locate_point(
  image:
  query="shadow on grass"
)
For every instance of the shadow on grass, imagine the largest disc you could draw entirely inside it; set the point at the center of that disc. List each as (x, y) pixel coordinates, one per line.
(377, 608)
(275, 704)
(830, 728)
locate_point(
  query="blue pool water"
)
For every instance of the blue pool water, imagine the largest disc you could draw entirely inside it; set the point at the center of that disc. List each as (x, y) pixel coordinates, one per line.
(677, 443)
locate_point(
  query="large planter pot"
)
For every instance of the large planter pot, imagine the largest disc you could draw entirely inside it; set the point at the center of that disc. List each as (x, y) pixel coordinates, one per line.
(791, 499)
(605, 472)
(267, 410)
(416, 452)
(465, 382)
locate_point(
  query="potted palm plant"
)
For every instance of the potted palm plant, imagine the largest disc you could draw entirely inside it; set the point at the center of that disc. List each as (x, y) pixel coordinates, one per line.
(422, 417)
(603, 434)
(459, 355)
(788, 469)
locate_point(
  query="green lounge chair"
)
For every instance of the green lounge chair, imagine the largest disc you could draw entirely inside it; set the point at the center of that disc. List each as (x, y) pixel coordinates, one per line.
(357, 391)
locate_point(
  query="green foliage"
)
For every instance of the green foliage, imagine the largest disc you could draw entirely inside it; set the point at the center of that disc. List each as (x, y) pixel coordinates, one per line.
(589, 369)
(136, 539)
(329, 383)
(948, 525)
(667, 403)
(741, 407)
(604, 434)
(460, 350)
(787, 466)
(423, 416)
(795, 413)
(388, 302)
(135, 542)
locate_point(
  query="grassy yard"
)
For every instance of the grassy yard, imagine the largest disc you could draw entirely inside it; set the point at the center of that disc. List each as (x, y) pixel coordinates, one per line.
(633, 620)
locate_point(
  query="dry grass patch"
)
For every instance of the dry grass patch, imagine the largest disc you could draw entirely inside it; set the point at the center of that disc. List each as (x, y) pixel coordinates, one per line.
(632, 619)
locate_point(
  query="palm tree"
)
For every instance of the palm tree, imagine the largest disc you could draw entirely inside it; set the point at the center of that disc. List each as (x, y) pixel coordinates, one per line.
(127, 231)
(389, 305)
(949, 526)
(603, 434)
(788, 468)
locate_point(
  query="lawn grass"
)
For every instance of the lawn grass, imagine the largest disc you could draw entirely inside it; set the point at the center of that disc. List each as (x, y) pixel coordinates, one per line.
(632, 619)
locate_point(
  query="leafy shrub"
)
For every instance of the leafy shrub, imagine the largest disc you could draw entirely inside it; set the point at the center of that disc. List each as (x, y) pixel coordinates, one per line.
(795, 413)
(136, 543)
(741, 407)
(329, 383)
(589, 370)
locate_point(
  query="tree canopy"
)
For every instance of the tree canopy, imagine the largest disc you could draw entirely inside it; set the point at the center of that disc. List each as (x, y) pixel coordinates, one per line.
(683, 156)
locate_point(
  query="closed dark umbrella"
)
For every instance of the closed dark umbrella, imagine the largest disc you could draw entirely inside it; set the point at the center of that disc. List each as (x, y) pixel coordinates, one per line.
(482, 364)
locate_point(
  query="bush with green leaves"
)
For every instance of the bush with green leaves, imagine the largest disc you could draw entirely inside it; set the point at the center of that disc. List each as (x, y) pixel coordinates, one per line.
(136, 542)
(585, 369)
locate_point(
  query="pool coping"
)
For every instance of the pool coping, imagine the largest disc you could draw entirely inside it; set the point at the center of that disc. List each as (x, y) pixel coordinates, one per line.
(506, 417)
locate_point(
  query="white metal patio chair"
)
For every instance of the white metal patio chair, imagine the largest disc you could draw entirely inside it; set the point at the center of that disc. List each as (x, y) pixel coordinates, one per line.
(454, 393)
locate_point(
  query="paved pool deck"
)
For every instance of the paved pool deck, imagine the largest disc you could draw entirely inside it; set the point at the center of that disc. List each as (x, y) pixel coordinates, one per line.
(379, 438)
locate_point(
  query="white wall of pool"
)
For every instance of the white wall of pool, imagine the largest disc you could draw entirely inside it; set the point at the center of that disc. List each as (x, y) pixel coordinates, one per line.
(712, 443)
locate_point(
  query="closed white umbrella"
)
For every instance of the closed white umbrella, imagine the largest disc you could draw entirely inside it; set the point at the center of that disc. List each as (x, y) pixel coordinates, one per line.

## WORK TO BE COMPLETED
Repeat each of the entries above precisely as given.

## FINISHED ANSWER
locate_point(
  image:
  query="shadow on grass"
)
For every instance of the shadow on grass, imagine the largest disc you could draw entirely inside it; set the point at the center of that disc. List each as (x, y) pixel coordinates, one per line.
(377, 608)
(275, 704)
(830, 728)
locate_point(
  query="blue pool water"
)
For every instance of the blue pool water, imagine the largest disc you could draw entirely inside it; set the point at the center of that disc. List each as (x, y) pixel coordinates, one per line.
(677, 443)
locate_point(
  query="large planter pot"
)
For every instance of the large planter pot, imagine the largest disc you could draw entirely inside it; set the point at the center of that disc. List each as (x, y) pixel coordinates, one per line.
(791, 499)
(605, 472)
(267, 410)
(416, 452)
(465, 382)
locate_point(
  query="potted palm plant"
)
For every instance of the potted palm plant, imagine the largest disc you could draw entirely inside it; set the point at the center of that disc. List each as (x, y) pixel coordinates, one per line.
(422, 417)
(603, 434)
(459, 355)
(788, 469)
locate_point(
  query="green lounge chair"
)
For every instance of the green lounge chair, imagine the largest disc you could draw entirely inside it; set the point at the center of that disc. List each as (x, y) pixel coordinates, one per line.
(357, 391)
locate_point(
  query="green foliage"
)
For every instance of the green foliage, imagine the largest disc you could draw entirely inside it; set the point at the center of that disc. List each as (x, y) pixel coordinates, one per line.
(589, 369)
(136, 539)
(329, 383)
(948, 525)
(667, 403)
(741, 407)
(604, 434)
(460, 350)
(787, 466)
(423, 416)
(795, 413)
(388, 302)
(135, 542)
locate_point(
  query="grassy yard"
)
For every instance of the grassy yard, imagine the largest disc you could draw entirely inside it; set the point at the center of that disc. List each as (x, y) pixel coordinates, one per line.
(633, 620)
locate_point(
  query="dry grass patch"
)
For every instance of the dry grass patch, imagine the largest disc you could draw entirely inside it; set the point at the center of that disc. List each as (x, y) pixel coordinates, one per line.
(632, 619)
locate_point(
  query="palm tree"
)
For every instance of the palm tree, imagine the largest disc you could draw entirely inside it; set the point at the center of that disc. List each as (x, y) pixel coordinates, one per line.
(127, 231)
(389, 305)
(949, 526)
(603, 434)
(788, 468)
locate_point(
  query="lawn grass"
)
For every instance of the lawn grass, imagine the largest disc you could draw entirely inside it; set the point at the center of that disc. List each as (x, y) pixel coordinates, one per line.
(632, 619)
locate_point(
  query="leafy shrub"
)
For every instance of the leafy shrub, imagine the largest disc you could draw entirely inside it; set the point at the center of that disc. List each as (x, y) pixel coordinates, one per line.
(795, 413)
(136, 543)
(741, 407)
(329, 383)
(589, 370)
locate_point(
  query="tree canopy"
)
For every instance of the tree canopy, imagine the largest disc you could draw entirely inside it; set the point at the center of that disc. List each as (x, y) pixel coordinates, one per line.
(683, 156)
locate_point(
  query="closed dark umbrella"
)
For every instance of the closed dark umbrella, imagine the largest disc you could draw entirely inside it; set the point at the center of that disc. List each as (x, y) pixel coordinates, one per line.
(482, 364)
locate_point(
  query="bush with green leaves"
)
For every instance of the bush with green leaves, imagine the largest disc you could draw entirely inside it; set the point at the center of that disc. List each as (x, y) pixel coordinates, one per line.
(136, 542)
(585, 369)
locate_point(
  query="pool coping"
)
For every instance of the pool coping, imagine the largest disc you could draw entirely inside it; set the point at the center of that disc. List each as (x, y) pixel coordinates, one per line.
(506, 417)
locate_point(
  query="white metal patio chair"
)
For every instance of the white metal patio chair, imagine the largest disc you could draw entirely inside it; set the point at the center of that disc. List each as (x, y) pixel coordinates, one per line.
(454, 393)
locate_point(
  query="paved pool deck"
)
For every instance of the paved pool deck, imagine the largest disc you could draw entirely inside it; set the point at the center of that disc. List each as (x, y) pixel coordinates, one per line.
(379, 438)
locate_point(
  query="white wall of pool"
)
For every instance of the white wall of pool, imagine the largest disc you could draw entirely inside it; set the point at the center of that disc. List each as (x, y) pixel coordinates, one per line.
(712, 443)
locate_point(
  query="closed white umbrella"
)
For every instance of the closed white umbrella, imagine the largest disc you could draw entirely inside it; set the point at the center of that disc. List each as (x, y) pixel coordinates, one per line.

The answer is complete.